Read the lines below, and copy any that contain the string "water".

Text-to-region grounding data
* * *

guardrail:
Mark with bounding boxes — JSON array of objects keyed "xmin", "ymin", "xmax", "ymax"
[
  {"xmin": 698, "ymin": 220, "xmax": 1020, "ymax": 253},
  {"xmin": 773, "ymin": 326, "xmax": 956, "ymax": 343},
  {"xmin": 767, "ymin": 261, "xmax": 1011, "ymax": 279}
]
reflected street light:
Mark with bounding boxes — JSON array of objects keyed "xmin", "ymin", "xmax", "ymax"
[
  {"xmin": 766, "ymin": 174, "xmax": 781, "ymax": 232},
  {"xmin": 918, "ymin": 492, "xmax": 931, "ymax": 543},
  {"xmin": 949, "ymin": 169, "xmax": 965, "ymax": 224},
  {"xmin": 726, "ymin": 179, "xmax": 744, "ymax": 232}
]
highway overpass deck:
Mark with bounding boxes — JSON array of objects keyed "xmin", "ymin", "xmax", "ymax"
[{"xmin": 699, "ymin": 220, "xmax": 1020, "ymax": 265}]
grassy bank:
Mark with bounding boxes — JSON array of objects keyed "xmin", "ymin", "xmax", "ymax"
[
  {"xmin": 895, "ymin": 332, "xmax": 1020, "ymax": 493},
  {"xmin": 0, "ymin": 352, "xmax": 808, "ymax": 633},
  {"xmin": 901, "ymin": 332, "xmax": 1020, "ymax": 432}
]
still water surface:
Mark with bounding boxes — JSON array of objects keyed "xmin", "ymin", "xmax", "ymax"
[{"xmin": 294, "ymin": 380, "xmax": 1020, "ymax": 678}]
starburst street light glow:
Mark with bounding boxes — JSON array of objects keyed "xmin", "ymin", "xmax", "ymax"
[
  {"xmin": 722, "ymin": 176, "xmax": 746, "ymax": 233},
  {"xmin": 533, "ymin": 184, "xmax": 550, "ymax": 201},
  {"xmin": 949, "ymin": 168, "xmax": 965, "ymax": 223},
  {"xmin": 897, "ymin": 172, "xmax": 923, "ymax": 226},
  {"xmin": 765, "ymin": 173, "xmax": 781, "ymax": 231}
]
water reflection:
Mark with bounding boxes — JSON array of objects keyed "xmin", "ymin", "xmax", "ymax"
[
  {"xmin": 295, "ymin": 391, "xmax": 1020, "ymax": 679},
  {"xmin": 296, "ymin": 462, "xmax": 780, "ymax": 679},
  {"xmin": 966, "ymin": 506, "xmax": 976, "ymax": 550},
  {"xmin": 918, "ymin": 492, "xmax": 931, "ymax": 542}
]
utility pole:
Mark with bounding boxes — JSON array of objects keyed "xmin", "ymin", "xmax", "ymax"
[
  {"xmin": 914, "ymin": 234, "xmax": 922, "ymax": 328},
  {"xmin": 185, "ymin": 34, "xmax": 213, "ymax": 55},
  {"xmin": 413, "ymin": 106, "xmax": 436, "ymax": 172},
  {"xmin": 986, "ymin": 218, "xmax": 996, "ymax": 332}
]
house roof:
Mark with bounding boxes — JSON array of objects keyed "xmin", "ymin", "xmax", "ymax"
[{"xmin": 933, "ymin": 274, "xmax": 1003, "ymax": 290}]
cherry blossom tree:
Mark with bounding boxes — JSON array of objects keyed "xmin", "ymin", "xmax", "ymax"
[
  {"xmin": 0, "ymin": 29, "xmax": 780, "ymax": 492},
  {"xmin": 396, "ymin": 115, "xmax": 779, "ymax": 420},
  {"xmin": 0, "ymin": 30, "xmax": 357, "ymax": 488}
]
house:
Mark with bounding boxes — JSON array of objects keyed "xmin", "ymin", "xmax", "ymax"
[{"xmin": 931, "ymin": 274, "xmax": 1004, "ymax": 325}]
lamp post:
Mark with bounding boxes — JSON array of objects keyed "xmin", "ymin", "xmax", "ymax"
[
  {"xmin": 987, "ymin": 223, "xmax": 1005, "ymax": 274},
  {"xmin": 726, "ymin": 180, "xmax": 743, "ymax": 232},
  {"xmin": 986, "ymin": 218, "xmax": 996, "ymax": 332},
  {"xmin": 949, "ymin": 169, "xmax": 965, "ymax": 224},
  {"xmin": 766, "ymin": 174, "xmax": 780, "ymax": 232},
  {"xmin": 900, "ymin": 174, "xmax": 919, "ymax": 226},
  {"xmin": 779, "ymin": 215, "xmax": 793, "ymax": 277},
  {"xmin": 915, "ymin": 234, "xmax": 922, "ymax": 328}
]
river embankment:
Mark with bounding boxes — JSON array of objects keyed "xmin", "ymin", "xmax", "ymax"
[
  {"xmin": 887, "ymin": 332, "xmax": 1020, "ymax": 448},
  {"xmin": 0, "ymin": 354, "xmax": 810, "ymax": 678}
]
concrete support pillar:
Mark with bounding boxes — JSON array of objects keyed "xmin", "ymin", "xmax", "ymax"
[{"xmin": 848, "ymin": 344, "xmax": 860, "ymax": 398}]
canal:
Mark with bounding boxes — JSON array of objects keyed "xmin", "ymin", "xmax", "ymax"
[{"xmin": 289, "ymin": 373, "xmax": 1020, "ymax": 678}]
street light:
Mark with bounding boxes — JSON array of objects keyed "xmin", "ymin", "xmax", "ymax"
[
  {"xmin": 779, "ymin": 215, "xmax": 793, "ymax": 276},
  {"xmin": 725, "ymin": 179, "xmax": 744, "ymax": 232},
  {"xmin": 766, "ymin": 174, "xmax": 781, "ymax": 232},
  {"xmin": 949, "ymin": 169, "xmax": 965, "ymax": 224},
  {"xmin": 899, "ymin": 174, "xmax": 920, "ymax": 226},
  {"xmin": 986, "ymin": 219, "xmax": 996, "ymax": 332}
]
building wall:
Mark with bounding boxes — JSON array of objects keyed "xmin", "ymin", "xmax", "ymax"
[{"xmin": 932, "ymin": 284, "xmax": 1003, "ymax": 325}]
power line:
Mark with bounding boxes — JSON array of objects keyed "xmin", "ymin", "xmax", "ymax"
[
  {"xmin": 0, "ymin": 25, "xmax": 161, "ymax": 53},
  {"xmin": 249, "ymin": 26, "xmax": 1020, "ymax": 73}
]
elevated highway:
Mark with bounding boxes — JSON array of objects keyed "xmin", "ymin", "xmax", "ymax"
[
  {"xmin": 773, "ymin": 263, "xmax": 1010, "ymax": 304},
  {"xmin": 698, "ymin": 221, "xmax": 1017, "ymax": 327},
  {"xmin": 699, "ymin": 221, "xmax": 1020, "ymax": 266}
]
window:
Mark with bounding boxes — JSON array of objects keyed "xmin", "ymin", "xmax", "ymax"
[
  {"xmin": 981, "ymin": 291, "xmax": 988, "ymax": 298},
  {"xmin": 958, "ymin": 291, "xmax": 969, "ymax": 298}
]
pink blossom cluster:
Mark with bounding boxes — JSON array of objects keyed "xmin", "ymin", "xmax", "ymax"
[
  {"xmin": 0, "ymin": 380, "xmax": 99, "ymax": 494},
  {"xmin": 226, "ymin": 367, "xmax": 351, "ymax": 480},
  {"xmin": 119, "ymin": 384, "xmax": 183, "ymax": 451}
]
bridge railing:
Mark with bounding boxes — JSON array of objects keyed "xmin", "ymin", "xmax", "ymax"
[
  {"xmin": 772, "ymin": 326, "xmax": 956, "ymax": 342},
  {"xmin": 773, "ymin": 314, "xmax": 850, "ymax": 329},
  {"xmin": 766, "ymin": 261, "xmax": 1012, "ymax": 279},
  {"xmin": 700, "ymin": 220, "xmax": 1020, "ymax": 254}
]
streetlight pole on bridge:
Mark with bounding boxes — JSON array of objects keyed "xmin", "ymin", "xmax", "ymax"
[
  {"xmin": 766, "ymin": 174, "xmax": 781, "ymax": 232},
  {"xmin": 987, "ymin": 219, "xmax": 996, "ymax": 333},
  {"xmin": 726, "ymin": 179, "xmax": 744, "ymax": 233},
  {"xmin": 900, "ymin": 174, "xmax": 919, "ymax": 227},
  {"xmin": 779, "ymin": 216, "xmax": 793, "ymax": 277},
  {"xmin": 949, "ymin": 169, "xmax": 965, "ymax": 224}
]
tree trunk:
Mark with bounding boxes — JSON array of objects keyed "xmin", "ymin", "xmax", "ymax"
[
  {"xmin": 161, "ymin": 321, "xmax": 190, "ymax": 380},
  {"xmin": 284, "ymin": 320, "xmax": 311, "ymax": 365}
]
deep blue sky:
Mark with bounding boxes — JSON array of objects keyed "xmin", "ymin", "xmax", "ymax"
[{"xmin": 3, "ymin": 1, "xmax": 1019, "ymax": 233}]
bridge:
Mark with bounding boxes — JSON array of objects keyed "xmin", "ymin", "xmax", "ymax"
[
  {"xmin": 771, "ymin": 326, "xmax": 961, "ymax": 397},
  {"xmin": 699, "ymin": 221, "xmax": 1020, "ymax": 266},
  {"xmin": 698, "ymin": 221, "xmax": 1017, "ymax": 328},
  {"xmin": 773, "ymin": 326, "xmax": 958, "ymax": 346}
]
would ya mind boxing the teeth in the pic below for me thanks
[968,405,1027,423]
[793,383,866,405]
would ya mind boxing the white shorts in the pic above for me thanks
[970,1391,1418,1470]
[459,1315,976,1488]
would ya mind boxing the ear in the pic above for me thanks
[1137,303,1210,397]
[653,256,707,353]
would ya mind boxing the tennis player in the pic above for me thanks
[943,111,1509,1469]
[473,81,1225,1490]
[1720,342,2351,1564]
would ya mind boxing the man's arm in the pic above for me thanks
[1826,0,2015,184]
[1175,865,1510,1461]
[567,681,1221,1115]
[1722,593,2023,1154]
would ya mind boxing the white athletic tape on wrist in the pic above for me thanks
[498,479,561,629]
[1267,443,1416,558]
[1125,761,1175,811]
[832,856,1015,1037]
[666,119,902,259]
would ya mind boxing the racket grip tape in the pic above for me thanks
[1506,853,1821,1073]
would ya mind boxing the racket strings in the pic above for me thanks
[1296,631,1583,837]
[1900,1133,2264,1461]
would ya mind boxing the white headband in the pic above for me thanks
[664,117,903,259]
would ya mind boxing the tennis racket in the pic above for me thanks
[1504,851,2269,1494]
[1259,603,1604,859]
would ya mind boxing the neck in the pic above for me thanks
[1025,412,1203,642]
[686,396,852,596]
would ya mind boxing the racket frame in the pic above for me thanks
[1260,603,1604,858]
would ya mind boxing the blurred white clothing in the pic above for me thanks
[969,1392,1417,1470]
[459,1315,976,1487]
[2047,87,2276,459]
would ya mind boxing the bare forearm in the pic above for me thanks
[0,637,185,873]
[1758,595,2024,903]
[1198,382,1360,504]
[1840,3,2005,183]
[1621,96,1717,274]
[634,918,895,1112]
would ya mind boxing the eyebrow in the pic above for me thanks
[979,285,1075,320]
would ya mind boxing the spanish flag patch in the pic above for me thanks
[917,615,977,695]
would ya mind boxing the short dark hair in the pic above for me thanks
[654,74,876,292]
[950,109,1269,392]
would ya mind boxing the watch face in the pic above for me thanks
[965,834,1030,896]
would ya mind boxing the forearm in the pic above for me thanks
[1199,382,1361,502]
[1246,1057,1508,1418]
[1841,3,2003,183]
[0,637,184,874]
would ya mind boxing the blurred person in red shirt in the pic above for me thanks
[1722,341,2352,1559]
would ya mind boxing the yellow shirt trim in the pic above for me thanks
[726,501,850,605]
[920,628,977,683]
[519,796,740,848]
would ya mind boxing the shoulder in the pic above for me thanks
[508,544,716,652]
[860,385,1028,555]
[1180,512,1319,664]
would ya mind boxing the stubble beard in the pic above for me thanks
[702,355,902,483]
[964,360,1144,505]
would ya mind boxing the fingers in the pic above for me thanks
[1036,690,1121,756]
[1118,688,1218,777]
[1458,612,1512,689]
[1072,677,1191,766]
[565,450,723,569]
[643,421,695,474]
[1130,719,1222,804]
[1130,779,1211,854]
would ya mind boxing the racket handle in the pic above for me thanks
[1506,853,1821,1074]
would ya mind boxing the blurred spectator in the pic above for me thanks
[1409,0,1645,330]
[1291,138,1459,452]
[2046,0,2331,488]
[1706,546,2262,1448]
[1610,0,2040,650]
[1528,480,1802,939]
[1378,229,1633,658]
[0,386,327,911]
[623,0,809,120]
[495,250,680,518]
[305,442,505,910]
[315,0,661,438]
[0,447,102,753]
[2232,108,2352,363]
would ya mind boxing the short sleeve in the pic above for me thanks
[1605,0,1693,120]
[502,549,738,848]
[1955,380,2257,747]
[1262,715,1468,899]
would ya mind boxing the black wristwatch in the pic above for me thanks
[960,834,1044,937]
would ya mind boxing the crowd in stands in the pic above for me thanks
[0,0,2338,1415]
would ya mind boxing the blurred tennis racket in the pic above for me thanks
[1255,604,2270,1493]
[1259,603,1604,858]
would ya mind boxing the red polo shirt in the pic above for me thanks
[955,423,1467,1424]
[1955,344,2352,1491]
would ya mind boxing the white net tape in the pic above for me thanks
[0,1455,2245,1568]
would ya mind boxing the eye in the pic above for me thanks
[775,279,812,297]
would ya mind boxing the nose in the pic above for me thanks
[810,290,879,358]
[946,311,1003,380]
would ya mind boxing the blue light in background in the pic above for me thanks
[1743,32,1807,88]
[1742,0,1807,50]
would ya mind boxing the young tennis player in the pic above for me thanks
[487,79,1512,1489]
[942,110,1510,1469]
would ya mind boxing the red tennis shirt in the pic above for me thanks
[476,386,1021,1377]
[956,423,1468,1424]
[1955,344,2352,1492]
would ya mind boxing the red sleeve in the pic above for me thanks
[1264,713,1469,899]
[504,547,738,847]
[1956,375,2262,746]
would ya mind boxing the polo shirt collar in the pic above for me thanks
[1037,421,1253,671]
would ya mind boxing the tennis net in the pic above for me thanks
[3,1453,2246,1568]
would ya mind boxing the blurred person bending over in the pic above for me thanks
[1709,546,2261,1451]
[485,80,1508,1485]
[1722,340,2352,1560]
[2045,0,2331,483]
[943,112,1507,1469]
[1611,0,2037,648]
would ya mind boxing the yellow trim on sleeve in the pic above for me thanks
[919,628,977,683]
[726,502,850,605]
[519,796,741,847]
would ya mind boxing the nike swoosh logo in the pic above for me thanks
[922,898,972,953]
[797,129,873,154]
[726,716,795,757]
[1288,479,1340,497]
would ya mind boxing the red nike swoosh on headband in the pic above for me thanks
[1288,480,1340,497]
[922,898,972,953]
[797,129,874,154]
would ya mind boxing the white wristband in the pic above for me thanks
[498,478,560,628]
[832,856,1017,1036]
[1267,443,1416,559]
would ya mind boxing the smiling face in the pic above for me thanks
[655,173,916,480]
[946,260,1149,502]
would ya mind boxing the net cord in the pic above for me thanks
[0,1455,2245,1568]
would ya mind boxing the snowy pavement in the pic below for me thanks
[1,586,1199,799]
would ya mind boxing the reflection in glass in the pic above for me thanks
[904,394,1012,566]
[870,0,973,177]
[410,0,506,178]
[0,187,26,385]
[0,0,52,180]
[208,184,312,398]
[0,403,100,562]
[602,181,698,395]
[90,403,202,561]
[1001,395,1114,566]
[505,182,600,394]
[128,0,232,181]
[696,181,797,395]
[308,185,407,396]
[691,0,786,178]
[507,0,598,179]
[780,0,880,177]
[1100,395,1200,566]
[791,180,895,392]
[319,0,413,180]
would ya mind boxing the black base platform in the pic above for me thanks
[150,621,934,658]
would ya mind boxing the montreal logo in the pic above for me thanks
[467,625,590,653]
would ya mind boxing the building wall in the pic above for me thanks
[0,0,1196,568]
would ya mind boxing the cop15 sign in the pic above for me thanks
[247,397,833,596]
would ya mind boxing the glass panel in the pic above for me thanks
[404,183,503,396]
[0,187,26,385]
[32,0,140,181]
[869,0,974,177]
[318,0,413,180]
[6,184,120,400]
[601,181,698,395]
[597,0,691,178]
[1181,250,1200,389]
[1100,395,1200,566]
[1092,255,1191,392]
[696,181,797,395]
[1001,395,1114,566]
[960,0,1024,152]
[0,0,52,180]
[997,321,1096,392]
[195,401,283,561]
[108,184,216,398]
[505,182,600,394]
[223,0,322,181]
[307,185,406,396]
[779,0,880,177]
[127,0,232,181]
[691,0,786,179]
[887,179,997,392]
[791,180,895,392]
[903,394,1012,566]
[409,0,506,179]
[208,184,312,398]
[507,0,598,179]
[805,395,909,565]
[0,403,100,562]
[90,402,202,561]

* * *

■ ANSWER BELOW
still water surface:
water reflection:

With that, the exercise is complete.